*What is being asked*. Repeat the records below line by line, exactly, finishing on the line that contains "drop a dot on every instance of the flat-topped".

*Source information*.
* * *
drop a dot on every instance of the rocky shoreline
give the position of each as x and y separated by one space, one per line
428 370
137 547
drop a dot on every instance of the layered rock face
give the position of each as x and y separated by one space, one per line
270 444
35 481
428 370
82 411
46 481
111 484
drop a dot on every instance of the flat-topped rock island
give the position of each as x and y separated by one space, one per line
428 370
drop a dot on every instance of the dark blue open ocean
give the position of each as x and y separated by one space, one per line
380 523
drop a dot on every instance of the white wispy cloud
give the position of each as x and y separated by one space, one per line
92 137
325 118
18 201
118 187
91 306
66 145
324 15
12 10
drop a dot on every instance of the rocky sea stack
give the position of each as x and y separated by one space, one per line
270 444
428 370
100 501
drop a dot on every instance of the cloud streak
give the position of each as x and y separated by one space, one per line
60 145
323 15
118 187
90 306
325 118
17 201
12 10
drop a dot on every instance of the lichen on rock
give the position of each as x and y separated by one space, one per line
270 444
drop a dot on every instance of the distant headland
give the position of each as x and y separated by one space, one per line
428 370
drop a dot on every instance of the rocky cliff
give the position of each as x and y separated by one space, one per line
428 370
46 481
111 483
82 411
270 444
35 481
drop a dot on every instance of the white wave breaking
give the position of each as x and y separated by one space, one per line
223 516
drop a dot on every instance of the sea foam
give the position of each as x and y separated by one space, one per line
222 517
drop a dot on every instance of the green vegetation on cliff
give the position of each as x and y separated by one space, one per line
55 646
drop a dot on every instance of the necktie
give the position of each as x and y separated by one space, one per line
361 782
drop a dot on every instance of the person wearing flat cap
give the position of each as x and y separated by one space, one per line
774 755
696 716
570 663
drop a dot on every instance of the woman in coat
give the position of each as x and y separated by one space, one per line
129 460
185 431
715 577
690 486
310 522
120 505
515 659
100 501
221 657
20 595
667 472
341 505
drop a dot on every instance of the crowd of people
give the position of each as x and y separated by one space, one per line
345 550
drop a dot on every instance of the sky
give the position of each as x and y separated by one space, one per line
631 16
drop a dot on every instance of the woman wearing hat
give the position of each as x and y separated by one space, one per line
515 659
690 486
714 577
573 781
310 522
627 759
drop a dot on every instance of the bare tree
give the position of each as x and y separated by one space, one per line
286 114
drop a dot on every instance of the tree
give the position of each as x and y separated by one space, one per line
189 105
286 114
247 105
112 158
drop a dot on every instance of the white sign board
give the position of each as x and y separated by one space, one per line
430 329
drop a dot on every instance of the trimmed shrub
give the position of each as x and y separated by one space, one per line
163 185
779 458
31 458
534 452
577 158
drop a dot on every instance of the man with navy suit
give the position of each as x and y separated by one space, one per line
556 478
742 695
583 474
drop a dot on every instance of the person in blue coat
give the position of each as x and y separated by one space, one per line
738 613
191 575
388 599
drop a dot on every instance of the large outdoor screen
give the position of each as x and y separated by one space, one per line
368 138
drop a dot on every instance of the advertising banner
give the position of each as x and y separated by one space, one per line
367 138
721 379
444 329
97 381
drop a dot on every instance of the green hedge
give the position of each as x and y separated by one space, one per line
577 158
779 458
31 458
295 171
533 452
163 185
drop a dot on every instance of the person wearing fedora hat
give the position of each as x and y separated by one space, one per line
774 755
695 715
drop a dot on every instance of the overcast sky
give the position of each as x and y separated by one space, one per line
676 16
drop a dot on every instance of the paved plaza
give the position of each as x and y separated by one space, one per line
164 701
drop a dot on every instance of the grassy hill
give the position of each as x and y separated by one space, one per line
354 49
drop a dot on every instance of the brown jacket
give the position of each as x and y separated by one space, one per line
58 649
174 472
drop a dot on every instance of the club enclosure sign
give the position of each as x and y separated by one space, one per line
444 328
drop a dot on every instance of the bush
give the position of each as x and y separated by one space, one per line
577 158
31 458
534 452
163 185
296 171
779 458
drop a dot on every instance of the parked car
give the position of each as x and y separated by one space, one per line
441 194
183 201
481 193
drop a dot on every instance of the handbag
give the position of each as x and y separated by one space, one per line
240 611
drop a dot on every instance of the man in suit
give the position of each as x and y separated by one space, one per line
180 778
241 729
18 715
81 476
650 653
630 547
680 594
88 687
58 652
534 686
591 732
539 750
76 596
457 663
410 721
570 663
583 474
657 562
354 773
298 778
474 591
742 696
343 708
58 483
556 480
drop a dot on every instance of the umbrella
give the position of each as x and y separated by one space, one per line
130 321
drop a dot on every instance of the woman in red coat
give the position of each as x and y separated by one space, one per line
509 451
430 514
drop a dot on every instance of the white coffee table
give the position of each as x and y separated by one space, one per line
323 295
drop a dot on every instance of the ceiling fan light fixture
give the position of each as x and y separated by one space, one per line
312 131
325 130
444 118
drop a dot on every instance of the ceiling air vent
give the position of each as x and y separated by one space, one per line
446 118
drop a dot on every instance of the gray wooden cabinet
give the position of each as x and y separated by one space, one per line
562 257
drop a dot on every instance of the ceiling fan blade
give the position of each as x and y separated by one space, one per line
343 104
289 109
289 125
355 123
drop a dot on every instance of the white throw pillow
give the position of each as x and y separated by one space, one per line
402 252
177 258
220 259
* * *
*Task solution*.
drop a dot on every instance of the rocky shoreline
give the position of each as x and y separated by one space, one per line
428 370
137 547
drop a dot on every instance of the layered rock face
give the position of each as x and y separated by one space, one per line
270 444
35 481
428 370
82 411
46 481
111 484
drop a dot on every instance of the flat-topped rock island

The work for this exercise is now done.